§ EXERCISE REQUIREMENTS
a: Answer these questions using the article on Gulf oil revenues and economic reform:
(i) Who is chief economist at Saudi American Bank (SAMBA)?
(ii) What is the average unemployment rate in the Arab world?
(iii) What share of the region's 30 million population do foreigners make up?
b: List every Gulf state that the article on Gulf oil revenues and economic reform names.
c: Carry on the article on Gulf oil revenues and economic reform from its last sentence.

***** SUPPLIED TEXT

Oil boom unlikely to solve Gulf economy woes
LONDON - Oil prices above $40 a barrel are giving Gulf Arab states a petrodollar bonanza, but analysts warn they will not necessarily fuel an economic boom unless matched by long-awaited reforms.

While small Gulf states with market-driven economies - such as Qatar and the United Arab Emirates - are heading for overall growth, Saudi Arabia, the region's biggest economy, will use its extra cash to pay off domestic debt and build up foreign assets.

"The Saudi government is using its oil windfall to restore fiscal health rather than driving a broad economic boom through government spending," said Brad Bourland, chief economist at Saudi American Bank (SAMBA).

The 1970s oil boom fuelled massive spending on infrastructure and reconstruction throughout the energy-rich Gulf.

But this year's petrodollar windfall is unlikely to accelerate the pace of badly needed structural reform which remains sluggish, especially in key U.S. allies Saudi Arabia and Kuwait.

"Things looks very good when it comes to public finances, but I'm not optimistic on the economic front," said Kuwaiti economist Jassem al-Saadoun. "Will there be more job creation, privatisation and rebalancing of the economy? I doubt it."

Unemployment rates average 15 percent in the Arab world. And in the Gulf, most private sector jobs are taken by foreigners who make up over 30 percent of the region's 30 million population, economists say.

Job creation is proving a major challenge to top world oil exporter Saudi Arabia, where a bloated public sector can no longer absorb its teeming population.

**********
***** DATASET ROWS

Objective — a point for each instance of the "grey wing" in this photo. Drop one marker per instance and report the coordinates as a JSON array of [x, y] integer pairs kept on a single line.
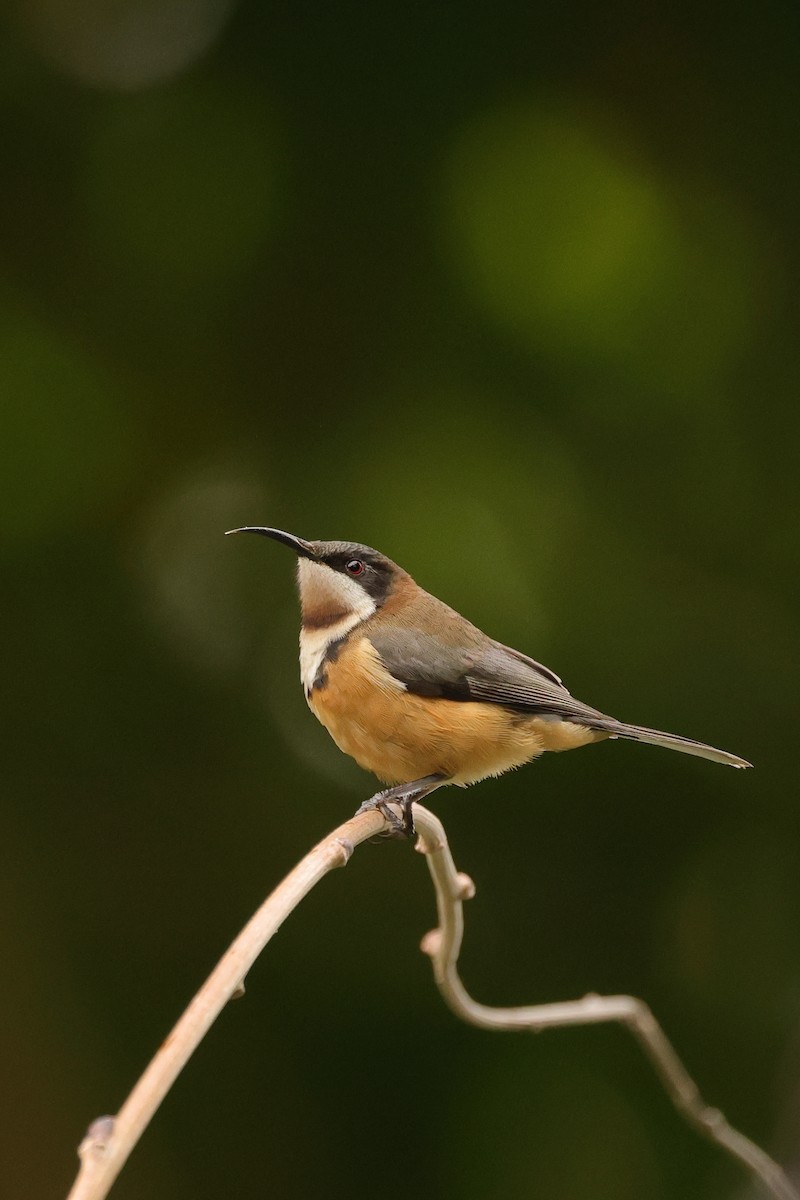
[[488, 672]]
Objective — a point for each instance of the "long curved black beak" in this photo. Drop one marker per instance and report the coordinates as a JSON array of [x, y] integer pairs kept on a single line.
[[305, 549]]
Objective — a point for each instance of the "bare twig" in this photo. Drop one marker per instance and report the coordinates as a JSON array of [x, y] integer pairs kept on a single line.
[[109, 1140], [443, 946]]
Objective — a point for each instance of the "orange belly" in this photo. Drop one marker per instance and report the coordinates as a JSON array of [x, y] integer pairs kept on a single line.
[[401, 737]]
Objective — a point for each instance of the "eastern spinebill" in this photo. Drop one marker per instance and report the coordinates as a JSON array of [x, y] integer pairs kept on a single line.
[[420, 696]]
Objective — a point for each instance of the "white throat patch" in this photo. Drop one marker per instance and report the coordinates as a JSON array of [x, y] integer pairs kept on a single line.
[[325, 591]]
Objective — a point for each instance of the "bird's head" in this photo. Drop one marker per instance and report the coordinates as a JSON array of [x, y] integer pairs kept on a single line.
[[337, 579]]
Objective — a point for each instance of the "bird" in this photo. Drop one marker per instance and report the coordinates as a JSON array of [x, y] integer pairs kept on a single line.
[[420, 696]]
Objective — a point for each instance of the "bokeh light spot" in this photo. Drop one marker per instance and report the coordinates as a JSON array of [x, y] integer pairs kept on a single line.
[[578, 249], [124, 45]]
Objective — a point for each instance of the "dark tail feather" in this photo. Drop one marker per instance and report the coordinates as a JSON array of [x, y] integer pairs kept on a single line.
[[671, 741]]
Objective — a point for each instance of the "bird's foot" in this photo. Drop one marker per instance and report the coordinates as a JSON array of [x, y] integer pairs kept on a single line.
[[403, 795]]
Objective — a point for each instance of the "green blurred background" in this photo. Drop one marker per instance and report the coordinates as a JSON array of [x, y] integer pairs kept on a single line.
[[510, 293]]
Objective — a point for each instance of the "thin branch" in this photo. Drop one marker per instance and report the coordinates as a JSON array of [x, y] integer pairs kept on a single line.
[[109, 1140], [443, 946]]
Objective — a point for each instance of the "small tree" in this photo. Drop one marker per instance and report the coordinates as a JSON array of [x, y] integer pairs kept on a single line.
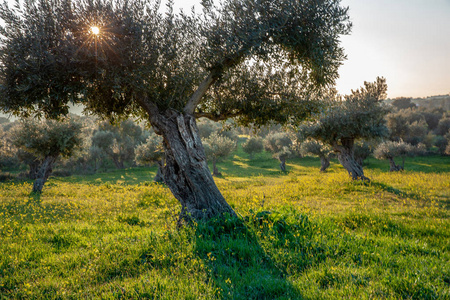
[[47, 140], [279, 144], [317, 148], [362, 151], [403, 103], [218, 147], [150, 152], [391, 149], [252, 146], [359, 116], [256, 61], [443, 126]]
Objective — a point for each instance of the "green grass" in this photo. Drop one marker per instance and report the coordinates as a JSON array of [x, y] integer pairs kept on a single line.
[[301, 235]]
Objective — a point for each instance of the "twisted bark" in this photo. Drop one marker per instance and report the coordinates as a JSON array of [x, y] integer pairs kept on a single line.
[[186, 171], [325, 163], [346, 158], [44, 172]]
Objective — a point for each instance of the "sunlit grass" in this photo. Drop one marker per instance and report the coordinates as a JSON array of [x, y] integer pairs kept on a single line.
[[303, 234]]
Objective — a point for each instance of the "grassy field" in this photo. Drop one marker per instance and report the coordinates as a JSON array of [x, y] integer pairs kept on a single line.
[[302, 235]]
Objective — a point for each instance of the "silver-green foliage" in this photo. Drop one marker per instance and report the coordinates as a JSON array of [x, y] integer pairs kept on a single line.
[[218, 147], [149, 152], [359, 115], [392, 149], [246, 52], [253, 145], [118, 142], [315, 148], [44, 138]]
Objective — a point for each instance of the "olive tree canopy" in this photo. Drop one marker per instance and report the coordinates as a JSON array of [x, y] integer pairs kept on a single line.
[[360, 115], [253, 60]]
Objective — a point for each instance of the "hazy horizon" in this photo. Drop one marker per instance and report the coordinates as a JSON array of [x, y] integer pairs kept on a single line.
[[405, 41]]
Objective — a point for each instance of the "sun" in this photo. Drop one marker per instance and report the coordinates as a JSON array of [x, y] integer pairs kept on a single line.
[[95, 30]]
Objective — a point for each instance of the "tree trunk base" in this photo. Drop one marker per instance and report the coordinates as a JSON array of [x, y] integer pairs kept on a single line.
[[393, 167], [347, 160], [186, 171], [43, 174], [325, 163]]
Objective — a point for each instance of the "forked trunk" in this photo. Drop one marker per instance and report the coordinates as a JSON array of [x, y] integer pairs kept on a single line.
[[325, 163], [186, 171], [393, 166], [346, 158], [43, 173]]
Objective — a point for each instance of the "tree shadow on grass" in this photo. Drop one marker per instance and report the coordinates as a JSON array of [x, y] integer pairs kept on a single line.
[[392, 190], [253, 258]]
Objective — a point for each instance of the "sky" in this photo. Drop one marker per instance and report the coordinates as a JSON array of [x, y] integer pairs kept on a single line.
[[405, 41]]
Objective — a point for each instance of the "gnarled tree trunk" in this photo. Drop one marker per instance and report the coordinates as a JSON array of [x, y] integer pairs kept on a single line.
[[159, 176], [34, 169], [393, 166], [44, 172], [282, 163], [186, 171], [347, 159], [325, 163], [215, 170]]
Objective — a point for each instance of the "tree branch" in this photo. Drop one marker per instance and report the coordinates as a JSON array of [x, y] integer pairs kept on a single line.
[[216, 117], [199, 93]]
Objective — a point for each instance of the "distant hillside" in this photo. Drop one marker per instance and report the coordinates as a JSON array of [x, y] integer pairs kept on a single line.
[[440, 101]]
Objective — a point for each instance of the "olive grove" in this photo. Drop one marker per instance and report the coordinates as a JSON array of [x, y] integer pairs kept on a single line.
[[251, 60]]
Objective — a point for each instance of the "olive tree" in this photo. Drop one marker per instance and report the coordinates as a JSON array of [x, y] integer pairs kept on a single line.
[[150, 152], [359, 116], [218, 147], [279, 144], [45, 141], [319, 149], [253, 145], [391, 149], [252, 60], [118, 141]]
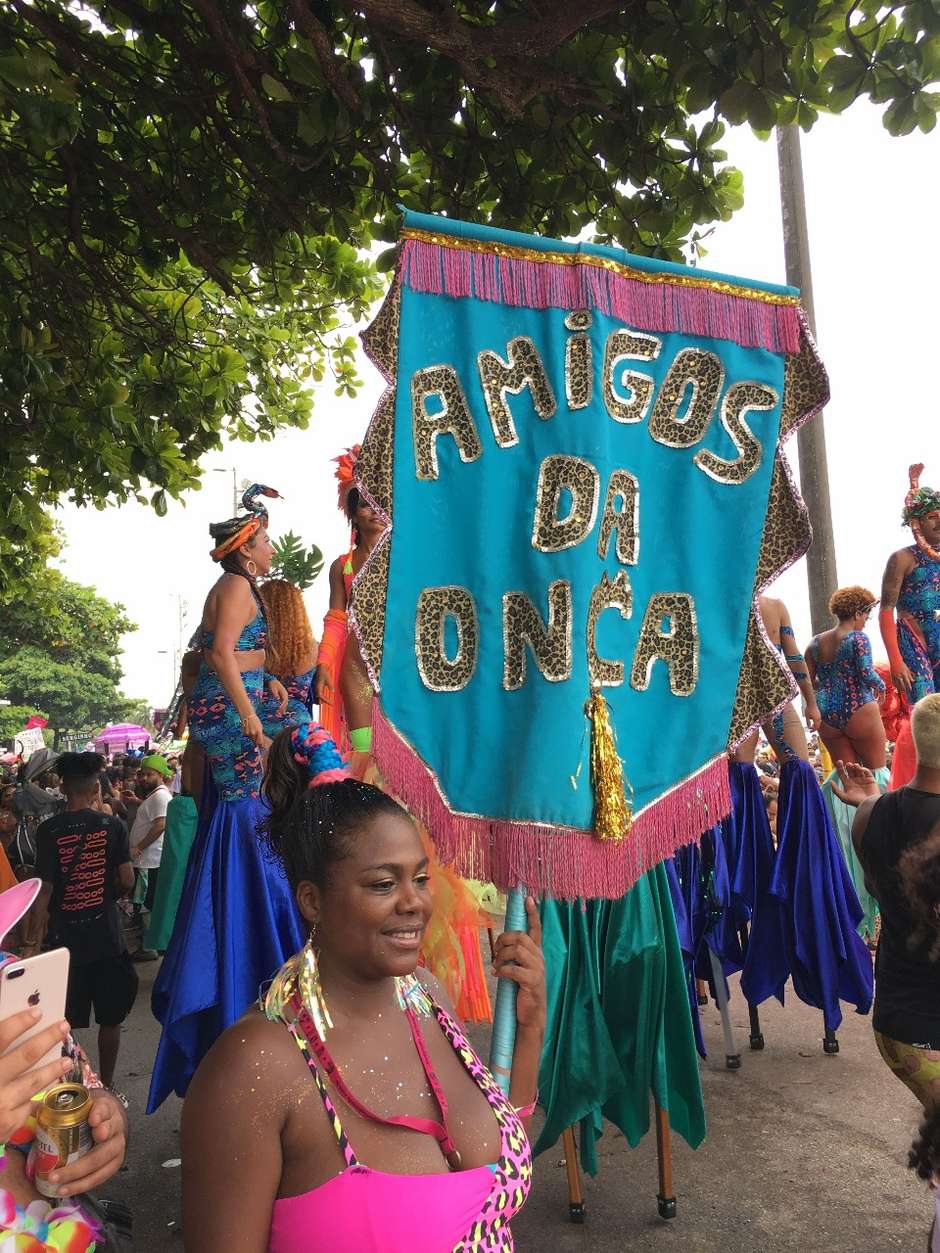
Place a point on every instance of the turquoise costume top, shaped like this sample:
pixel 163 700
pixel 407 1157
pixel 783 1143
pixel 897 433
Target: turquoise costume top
pixel 255 635
pixel 920 600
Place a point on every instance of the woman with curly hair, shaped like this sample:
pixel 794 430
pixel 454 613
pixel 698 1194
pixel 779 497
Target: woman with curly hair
pixel 291 654
pixel 847 686
pixel 898 840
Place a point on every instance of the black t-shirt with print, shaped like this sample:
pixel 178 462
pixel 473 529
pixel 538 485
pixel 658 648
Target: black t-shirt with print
pixel 79 855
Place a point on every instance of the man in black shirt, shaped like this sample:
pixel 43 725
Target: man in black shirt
pixel 84 862
pixel 886 832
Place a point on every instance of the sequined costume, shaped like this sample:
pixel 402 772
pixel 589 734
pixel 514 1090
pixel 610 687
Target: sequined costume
pixel 371 1211
pixel 849 681
pixel 216 724
pixel 237 920
pixel 919 600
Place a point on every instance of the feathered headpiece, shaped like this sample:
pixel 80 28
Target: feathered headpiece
pixel 918 503
pixel 236 531
pixel 346 474
pixel 315 749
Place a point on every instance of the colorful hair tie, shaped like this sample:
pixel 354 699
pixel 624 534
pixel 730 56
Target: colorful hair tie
pixel 315 749
pixel 44 1228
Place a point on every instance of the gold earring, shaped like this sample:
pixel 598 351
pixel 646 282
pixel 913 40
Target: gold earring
pixel 310 987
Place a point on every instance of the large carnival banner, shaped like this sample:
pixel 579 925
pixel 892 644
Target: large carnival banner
pixel 579 459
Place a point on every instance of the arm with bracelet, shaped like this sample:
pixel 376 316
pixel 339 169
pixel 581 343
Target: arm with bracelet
pixel 899 564
pixel 796 662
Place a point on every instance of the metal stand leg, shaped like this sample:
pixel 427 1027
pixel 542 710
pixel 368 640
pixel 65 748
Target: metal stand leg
pixel 575 1197
pixel 756 1034
pixel 756 1040
pixel 666 1198
pixel 732 1058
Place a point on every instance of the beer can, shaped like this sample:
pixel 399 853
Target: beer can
pixel 63 1133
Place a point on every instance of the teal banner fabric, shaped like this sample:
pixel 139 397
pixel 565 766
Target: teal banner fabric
pixel 575 501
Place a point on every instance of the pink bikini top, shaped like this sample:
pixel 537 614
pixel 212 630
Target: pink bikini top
pixel 365 1211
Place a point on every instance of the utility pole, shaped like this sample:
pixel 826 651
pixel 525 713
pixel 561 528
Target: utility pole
pixel 811 437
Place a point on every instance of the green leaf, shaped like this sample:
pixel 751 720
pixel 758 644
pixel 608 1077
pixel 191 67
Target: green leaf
pixel 275 88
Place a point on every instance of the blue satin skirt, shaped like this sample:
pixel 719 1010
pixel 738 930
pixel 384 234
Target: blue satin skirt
pixel 811 935
pixel 236 926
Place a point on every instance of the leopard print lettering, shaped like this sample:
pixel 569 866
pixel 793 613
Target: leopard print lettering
pixel 435 605
pixel 608 594
pixel 629 346
pixel 454 417
pixel 699 371
pixel 740 399
pixel 498 377
pixel 558 473
pixel 550 645
pixel 677 644
pixel 579 363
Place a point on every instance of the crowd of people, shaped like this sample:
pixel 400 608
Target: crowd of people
pixel 270 855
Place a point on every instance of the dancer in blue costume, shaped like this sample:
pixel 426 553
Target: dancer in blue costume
pixel 292 655
pixel 237 921
pixel 812 907
pixel 783 731
pixel 911 584
pixel 721 887
pixel 847 687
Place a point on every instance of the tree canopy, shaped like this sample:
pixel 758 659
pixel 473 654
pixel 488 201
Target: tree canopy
pixel 59 654
pixel 192 189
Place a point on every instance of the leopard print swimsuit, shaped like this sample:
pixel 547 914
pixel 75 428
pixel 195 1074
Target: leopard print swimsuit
pixel 366 1211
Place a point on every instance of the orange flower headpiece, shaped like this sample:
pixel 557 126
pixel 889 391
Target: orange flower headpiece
pixel 236 531
pixel 346 474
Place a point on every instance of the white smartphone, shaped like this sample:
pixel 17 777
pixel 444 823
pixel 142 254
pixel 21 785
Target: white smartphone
pixel 35 982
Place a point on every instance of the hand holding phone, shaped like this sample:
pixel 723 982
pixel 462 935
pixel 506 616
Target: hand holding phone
pixel 20 1078
pixel 35 982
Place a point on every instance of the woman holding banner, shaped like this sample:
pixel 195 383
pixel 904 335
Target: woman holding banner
pixel 350 1016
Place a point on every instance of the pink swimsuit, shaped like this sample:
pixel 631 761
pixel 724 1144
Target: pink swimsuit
pixel 365 1211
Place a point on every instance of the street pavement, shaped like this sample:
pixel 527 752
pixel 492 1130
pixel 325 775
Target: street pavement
pixel 805 1152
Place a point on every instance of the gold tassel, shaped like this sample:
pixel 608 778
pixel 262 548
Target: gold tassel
pixel 613 812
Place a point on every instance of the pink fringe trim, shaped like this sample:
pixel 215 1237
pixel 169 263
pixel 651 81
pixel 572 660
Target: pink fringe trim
pixel 559 861
pixel 753 323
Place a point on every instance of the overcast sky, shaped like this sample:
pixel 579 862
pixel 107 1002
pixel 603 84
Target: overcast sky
pixel 871 204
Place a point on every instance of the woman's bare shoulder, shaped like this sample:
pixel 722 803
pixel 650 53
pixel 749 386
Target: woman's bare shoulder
pixel 253 1055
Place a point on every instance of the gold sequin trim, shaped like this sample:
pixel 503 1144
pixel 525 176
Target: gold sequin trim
pixel 495 248
pixel 609 594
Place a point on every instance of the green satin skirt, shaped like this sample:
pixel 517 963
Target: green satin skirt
pixel 619 1024
pixel 178 836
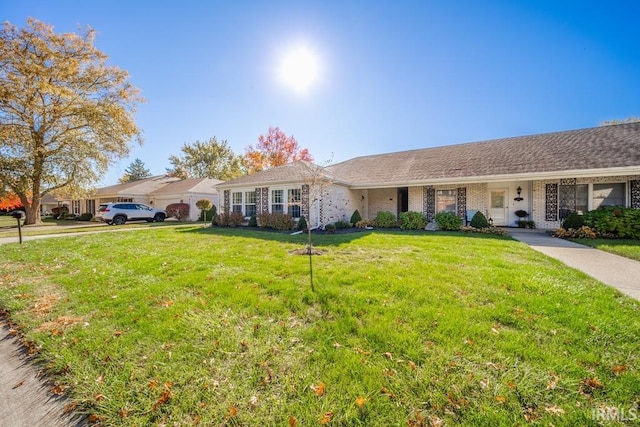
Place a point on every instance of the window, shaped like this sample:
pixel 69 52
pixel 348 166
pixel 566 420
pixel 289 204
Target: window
pixel 90 206
pixel 249 203
pixel 582 198
pixel 277 201
pixel 446 201
pixel 236 202
pixel 608 195
pixel 294 200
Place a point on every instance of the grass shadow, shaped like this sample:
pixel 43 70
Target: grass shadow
pixel 323 239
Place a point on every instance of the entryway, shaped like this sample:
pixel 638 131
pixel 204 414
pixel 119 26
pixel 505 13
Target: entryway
pixel 498 207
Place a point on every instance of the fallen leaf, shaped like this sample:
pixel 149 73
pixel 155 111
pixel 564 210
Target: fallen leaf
pixel 58 390
pixel 618 369
pixel 319 389
pixel 326 417
pixel 361 351
pixel 253 401
pixel 553 383
pixel 554 410
pixel 164 398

**********

§ WRITTEN ANSWERS
a:
(i) Brad Bourland
(ii) 15 percent
(iii) Over 30 percent

b: Qatar, United Arab Emirates, Saudi Arabia, Kuwait

c:
"By paying off debt and building foreign assets Riyadh will build up a financial cushion," said a senior Western banker. "But it won't combat unemployment and train an unskilled workforce."


In real terms, stripping out the impact of inflation, oil prices - now at more than $40 a barrel - are near levels hit during the Arab oil embargo in 1973-4, but much lower than record highs after the 1979 Iranian revolution.

But in terms of Gulf finances, the prices still look spectacular.

"Saudi Arabia needs a $22-$25 oil price to do all right," said a Western oil executive. "With oil at $40-$50, it will be a phenomenal year."

The world's biggest oil exporter, pumping over 9.3 million barrels per day, is set to net record oil revenue of about $100 billion, up from last year's $86 billion - the highest in two decades. As a whole, Gulf producers are expected to net more than $180 billion from oil exports, up $35 billion from 2003.

Analysts say high oil prices have been a blessing for most of the Gulf Cooperation Council - Saudi Arabia, Kuwait, the UAE, Qatar, Bahrain and Oman - relieving the pressure for reform, last sparked during the 1997-8 price crash which ended their golden days then.

Some of the rulers in the region, which straddles nearly half the world's oil reserves, have more prudent plans in mind for oil revenues that are on target to produce a budget surplus of $60 billion.

The economies of the six GCC states which grew at 6.8 percent in 2003, are forecast to grow in excess of 7 percent, according to Standard Chartered.

"Unlike spending patterns in the previous oil booms, the region's budgets underscore a new level of fiscal prudence," said Dubai-based Standard Chartered economist Daniel Hanna.

Privatisation programmes have met with some success, attracting international players led by European heavyweight banks to virgin markets in Saudi Arabia and Kuwait.

Economists say these countries still need to overhaul their crude-dependent economies by offloading state stakes in firms to boost the private sector, diversifying sources of income, slashing subsidies, cutting red tape and instituting legal reform to lure foreign investment.

Riyadh is making an effort to open its sector by issuing bank licences to international players like Deutsche Bank, while HSBC is starting a majority owned investment banking venture.

Earlier this month, Kuwait gave out its first foreign banking licence to France's BNP Paribas.

Bumper government spending has also fuelled a boom in the local stock market.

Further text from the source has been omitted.